[Entries supplied Boundary: Start]
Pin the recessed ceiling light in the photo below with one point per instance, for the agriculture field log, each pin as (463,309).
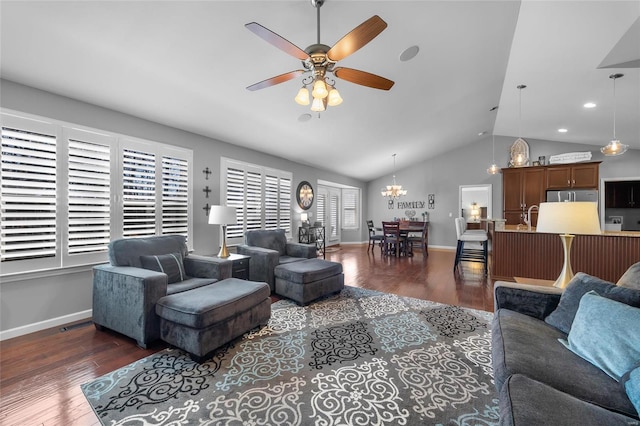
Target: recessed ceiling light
(409,53)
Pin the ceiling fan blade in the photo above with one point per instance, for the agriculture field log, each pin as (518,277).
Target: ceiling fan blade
(358,37)
(275,80)
(277,40)
(363,78)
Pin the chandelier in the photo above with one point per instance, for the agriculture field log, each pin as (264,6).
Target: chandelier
(615,147)
(393,191)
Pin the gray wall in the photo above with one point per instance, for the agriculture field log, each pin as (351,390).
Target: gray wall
(25,302)
(468,165)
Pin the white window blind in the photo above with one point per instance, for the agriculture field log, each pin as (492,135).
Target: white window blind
(138,193)
(89,194)
(350,204)
(261,196)
(66,192)
(175,196)
(28,185)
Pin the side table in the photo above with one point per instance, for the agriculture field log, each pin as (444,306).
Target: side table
(239,266)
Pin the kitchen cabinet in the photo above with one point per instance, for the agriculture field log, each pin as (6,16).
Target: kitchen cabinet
(622,194)
(579,175)
(522,188)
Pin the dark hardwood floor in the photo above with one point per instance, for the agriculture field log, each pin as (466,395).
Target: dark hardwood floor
(41,373)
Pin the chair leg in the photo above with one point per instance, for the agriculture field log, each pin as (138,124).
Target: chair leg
(485,252)
(459,249)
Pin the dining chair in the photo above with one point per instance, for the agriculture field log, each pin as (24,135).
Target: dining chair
(470,254)
(373,237)
(393,241)
(420,240)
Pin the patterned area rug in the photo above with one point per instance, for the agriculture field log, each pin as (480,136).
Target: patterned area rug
(358,358)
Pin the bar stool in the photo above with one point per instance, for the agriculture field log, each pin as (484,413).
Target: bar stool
(470,254)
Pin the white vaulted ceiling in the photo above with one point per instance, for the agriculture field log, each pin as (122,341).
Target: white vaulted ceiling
(187,64)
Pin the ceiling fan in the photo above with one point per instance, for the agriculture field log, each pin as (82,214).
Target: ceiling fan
(319,60)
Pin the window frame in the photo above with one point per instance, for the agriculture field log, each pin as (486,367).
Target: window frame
(64,131)
(235,233)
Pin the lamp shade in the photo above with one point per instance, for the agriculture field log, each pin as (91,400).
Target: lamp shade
(222,215)
(568,218)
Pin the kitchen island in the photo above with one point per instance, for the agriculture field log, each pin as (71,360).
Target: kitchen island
(518,252)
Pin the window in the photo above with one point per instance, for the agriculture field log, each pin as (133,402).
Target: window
(350,205)
(64,193)
(262,197)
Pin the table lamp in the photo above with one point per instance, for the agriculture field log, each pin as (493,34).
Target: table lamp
(223,215)
(566,219)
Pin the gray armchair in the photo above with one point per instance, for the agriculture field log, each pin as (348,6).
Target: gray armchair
(141,271)
(269,249)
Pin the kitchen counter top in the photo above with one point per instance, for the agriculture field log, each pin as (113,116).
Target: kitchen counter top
(524,230)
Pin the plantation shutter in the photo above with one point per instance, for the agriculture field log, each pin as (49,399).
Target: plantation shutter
(175,196)
(261,196)
(271,199)
(89,193)
(235,198)
(284,204)
(28,192)
(139,193)
(349,208)
(254,200)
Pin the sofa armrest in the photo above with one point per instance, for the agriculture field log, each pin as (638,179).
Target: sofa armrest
(308,251)
(207,267)
(262,263)
(124,300)
(532,300)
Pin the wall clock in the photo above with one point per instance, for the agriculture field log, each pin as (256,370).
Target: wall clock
(304,195)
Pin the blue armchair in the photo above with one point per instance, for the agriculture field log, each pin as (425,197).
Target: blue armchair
(269,249)
(141,271)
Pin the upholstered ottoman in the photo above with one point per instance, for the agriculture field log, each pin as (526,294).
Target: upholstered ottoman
(308,280)
(203,319)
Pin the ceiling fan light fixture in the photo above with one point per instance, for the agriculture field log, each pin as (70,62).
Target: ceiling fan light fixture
(320,89)
(302,98)
(334,97)
(317,105)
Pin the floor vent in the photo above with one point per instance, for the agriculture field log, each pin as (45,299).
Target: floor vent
(74,326)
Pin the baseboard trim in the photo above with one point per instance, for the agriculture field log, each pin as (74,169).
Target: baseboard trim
(43,325)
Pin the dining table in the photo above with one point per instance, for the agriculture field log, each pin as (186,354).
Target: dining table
(407,227)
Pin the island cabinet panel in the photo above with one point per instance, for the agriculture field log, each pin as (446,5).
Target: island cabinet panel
(540,255)
(579,175)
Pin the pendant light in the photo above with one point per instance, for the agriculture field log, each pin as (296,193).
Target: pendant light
[Entries supplied Boundary: End]
** Work order **
Nothing but the lines from the line containing "Pin the island" through the final line of the entries should appear in your answer, copied exactly.

** Answer space **
Pin the island cabinet panel in the photo above with one point per instance, for the agriculture field log, each pin as (446,5).
Target: island cabinet panel
(540,255)
(579,175)
Pin the pendant light in the photo above with one point per instance, for the agriculture field log, each pin as (296,193).
Target: pendant light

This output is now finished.